▶ [Problem]: Go line by line through the records below. Copy whichever lines contain the string "hedge".

[Natural language region descriptions]
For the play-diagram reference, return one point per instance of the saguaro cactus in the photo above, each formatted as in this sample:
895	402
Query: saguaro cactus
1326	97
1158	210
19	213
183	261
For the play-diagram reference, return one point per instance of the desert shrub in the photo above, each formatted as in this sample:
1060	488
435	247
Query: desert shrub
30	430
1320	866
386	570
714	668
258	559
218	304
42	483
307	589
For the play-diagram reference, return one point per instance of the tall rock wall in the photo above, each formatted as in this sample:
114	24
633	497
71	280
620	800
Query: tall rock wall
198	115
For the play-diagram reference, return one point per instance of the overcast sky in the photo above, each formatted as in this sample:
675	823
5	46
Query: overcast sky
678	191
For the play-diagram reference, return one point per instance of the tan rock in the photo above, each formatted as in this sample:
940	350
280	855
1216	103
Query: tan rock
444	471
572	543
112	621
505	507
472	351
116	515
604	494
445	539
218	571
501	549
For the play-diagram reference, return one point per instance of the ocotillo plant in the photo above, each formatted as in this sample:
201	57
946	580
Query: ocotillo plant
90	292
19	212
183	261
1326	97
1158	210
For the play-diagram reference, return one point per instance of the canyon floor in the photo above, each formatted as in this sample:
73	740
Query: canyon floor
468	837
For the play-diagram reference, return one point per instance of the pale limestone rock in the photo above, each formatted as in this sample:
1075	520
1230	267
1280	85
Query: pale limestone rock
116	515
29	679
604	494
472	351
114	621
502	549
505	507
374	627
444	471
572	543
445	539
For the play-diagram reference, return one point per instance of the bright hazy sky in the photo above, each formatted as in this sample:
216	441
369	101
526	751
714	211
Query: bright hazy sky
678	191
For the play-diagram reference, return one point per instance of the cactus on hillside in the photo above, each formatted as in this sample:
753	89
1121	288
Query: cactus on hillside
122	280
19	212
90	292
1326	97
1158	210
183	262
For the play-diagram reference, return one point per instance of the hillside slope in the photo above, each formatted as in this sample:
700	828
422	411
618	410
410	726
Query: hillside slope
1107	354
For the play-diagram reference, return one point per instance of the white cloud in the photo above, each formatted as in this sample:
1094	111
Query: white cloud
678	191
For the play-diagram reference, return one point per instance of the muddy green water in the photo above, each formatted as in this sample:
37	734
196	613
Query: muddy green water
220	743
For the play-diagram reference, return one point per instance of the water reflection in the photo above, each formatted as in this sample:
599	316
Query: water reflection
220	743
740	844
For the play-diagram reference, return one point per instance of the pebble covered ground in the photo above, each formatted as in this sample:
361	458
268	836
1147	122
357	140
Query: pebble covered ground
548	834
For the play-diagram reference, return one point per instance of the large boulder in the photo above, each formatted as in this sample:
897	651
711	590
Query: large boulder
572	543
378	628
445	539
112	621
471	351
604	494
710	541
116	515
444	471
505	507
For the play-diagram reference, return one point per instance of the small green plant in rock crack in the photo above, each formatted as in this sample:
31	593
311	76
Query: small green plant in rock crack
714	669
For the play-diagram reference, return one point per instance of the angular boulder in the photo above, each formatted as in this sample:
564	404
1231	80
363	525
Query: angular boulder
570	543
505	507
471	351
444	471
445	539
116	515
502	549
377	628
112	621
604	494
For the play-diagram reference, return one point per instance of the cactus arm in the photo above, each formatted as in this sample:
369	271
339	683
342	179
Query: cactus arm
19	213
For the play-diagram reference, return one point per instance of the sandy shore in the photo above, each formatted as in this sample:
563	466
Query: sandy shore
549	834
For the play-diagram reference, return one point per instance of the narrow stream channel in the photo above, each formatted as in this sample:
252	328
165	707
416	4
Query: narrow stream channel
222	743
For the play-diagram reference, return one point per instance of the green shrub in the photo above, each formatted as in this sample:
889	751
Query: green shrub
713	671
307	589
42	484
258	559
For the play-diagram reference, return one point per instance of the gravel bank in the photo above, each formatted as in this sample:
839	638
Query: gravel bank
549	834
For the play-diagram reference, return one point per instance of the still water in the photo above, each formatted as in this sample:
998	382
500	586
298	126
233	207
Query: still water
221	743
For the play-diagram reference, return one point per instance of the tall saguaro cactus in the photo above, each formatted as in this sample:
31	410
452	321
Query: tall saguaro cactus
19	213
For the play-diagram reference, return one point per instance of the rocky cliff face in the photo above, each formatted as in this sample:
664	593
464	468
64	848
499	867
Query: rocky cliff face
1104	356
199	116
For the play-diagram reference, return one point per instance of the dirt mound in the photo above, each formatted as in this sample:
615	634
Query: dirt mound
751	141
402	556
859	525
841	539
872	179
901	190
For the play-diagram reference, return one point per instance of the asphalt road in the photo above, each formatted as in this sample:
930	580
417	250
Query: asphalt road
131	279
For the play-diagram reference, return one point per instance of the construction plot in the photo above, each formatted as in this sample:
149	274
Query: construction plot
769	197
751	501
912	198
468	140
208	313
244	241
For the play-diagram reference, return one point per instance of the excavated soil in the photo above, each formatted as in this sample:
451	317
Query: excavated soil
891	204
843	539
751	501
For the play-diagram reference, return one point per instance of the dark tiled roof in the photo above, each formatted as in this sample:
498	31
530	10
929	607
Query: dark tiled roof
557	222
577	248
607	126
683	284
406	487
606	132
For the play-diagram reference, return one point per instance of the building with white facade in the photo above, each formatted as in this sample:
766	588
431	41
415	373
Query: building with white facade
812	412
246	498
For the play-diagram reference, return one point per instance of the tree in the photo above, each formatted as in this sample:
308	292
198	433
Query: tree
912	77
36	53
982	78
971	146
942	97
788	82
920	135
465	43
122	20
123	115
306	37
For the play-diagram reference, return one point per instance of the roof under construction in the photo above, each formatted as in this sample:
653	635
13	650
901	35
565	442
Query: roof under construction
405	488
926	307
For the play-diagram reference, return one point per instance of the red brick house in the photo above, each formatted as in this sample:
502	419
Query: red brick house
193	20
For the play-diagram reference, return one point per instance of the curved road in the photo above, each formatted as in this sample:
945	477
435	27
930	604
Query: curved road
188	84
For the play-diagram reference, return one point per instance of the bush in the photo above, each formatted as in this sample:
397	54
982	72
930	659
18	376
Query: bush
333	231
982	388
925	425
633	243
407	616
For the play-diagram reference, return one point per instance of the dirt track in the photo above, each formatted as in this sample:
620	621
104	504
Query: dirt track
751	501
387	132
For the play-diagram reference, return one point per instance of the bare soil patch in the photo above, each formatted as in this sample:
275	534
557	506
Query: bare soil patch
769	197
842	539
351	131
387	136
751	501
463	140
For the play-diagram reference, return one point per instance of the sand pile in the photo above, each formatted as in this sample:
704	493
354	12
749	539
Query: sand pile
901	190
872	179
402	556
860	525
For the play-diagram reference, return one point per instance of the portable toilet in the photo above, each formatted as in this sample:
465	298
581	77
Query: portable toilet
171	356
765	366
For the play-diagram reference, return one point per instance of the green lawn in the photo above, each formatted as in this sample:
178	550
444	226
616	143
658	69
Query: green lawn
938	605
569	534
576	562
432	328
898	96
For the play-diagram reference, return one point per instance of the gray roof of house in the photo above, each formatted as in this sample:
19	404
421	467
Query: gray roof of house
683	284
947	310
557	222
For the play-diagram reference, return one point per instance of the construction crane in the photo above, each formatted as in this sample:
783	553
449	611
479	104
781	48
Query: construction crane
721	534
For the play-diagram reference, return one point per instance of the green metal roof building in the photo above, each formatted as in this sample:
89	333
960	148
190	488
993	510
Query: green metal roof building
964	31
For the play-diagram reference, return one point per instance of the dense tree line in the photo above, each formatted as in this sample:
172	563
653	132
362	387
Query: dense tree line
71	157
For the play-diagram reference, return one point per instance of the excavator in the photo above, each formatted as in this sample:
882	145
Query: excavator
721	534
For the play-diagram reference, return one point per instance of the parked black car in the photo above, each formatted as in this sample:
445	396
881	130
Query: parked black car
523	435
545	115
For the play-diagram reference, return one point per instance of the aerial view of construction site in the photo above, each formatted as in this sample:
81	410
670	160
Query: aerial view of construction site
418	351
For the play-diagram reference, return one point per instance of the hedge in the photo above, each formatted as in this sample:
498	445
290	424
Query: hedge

* * *

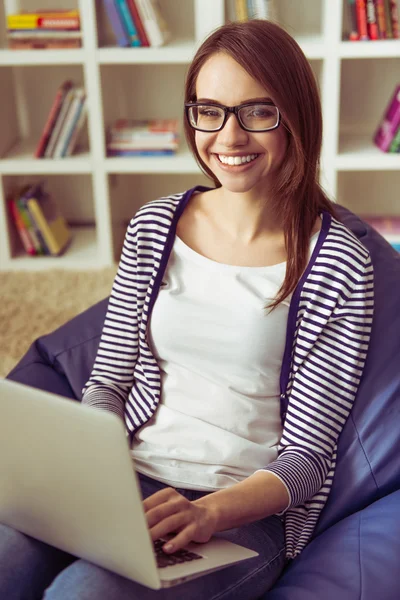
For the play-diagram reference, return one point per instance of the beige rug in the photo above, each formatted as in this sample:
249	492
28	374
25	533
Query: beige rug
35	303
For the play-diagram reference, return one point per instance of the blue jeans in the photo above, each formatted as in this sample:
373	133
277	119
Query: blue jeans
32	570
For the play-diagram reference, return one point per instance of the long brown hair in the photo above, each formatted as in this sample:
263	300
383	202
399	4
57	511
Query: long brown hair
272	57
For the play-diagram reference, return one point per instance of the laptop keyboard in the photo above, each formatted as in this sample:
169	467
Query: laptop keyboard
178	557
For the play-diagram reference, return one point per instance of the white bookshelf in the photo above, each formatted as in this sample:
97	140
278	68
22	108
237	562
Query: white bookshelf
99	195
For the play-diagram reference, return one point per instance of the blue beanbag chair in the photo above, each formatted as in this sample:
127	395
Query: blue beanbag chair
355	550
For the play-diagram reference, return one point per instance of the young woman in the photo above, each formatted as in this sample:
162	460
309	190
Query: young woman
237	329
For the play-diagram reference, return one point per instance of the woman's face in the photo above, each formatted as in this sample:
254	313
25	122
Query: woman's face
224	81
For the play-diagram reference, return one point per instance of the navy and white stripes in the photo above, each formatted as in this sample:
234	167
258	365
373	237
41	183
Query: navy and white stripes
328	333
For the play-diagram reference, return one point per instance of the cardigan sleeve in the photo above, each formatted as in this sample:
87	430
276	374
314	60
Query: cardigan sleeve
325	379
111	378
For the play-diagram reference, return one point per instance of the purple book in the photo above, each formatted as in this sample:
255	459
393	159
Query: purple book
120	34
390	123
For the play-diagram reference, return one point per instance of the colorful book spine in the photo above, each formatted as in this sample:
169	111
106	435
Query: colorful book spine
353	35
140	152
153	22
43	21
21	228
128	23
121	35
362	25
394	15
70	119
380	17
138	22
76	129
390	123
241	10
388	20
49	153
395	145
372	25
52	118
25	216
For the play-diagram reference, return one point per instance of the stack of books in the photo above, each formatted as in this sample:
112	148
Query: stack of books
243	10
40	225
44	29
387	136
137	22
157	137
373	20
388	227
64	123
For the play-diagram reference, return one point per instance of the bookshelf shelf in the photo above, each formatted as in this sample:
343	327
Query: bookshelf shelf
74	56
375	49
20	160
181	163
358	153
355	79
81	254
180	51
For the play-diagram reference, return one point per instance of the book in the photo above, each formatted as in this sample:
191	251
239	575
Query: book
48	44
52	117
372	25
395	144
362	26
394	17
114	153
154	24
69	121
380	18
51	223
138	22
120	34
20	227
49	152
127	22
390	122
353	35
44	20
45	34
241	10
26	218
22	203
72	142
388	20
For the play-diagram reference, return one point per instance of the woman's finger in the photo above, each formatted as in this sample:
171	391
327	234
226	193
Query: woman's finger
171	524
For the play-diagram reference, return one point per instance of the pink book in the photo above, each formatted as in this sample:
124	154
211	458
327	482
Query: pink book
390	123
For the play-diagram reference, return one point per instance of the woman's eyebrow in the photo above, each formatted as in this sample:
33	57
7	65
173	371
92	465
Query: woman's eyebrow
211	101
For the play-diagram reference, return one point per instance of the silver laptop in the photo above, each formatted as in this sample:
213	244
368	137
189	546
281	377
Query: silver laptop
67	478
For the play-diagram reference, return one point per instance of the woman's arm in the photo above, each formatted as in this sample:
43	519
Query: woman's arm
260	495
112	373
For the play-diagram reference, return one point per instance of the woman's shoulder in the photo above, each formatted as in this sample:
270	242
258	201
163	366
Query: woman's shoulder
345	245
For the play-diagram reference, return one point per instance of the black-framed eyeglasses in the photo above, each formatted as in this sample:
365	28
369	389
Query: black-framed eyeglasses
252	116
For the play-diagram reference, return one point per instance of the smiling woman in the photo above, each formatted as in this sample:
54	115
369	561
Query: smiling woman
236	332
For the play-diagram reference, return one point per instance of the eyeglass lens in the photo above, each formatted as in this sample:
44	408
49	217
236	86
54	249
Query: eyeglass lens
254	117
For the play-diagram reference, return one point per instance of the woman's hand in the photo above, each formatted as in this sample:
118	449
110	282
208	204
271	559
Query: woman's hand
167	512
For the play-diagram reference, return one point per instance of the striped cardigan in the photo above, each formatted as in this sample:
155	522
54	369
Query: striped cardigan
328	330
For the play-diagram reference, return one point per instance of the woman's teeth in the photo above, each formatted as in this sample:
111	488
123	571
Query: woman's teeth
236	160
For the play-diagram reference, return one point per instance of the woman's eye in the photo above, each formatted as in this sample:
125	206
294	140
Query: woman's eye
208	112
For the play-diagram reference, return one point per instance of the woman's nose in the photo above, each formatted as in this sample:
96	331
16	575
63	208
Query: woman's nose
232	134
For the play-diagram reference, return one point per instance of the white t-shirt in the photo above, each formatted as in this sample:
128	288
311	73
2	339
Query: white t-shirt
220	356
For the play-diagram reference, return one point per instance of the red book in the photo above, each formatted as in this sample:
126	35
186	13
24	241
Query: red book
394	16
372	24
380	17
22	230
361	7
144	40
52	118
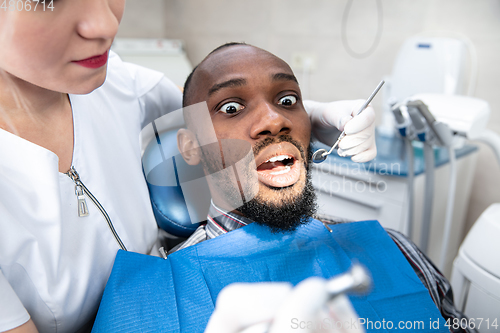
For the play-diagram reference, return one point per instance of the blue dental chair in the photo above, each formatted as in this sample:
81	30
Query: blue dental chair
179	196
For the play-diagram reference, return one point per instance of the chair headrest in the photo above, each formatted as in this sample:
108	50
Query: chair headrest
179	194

--

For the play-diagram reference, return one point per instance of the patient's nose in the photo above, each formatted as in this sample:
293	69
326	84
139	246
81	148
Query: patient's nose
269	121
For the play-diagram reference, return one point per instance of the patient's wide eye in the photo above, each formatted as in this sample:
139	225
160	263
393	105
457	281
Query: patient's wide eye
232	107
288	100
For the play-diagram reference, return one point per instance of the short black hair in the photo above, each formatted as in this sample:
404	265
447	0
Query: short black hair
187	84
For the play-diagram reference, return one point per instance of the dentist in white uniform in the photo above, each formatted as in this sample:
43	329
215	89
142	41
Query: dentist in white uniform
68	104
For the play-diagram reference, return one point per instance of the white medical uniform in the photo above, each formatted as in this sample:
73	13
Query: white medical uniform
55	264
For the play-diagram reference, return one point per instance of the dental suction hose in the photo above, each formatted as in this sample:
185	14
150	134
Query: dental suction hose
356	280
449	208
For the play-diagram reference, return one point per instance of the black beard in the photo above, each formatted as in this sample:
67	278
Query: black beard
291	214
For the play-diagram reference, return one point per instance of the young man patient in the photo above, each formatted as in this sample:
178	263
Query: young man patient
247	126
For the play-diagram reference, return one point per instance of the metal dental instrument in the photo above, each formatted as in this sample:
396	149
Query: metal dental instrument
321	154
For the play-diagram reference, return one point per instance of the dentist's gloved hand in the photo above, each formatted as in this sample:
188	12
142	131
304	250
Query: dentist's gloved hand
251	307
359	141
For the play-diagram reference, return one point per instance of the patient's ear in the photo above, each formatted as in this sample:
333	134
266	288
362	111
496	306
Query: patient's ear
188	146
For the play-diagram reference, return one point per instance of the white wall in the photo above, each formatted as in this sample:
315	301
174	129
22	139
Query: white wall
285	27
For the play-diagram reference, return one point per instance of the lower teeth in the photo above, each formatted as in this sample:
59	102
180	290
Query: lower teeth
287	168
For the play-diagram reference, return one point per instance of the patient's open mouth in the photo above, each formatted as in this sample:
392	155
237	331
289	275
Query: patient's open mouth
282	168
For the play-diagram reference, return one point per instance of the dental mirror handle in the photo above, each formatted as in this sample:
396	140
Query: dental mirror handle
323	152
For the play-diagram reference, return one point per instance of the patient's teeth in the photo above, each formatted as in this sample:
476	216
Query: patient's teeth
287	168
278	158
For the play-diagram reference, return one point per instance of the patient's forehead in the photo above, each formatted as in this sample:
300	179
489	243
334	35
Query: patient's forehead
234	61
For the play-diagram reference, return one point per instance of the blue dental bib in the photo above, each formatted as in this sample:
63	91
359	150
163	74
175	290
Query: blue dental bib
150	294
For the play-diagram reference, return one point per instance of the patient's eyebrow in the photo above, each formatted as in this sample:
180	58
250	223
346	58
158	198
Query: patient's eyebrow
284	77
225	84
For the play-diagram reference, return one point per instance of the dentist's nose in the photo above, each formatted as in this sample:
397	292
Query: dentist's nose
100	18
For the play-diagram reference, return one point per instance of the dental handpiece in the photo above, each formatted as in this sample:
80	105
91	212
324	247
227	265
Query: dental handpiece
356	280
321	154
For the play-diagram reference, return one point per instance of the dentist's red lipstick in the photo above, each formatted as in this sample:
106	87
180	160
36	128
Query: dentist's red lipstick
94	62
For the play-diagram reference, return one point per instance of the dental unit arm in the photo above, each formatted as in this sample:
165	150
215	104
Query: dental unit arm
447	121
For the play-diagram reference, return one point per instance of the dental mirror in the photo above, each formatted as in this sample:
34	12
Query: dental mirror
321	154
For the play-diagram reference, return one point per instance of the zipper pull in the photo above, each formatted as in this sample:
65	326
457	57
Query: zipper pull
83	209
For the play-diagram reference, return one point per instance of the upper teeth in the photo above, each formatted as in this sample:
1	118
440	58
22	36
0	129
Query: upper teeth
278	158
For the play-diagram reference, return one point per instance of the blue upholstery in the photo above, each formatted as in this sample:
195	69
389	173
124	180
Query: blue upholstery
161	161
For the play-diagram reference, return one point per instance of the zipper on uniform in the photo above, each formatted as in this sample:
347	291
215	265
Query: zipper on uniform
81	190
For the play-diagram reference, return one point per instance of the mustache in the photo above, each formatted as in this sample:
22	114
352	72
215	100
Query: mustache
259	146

▶ [Worked solution]:
For the play-diagram reference, return one point per instance of the hedge in the photo above, each formatted as in this sample:
Query: hedge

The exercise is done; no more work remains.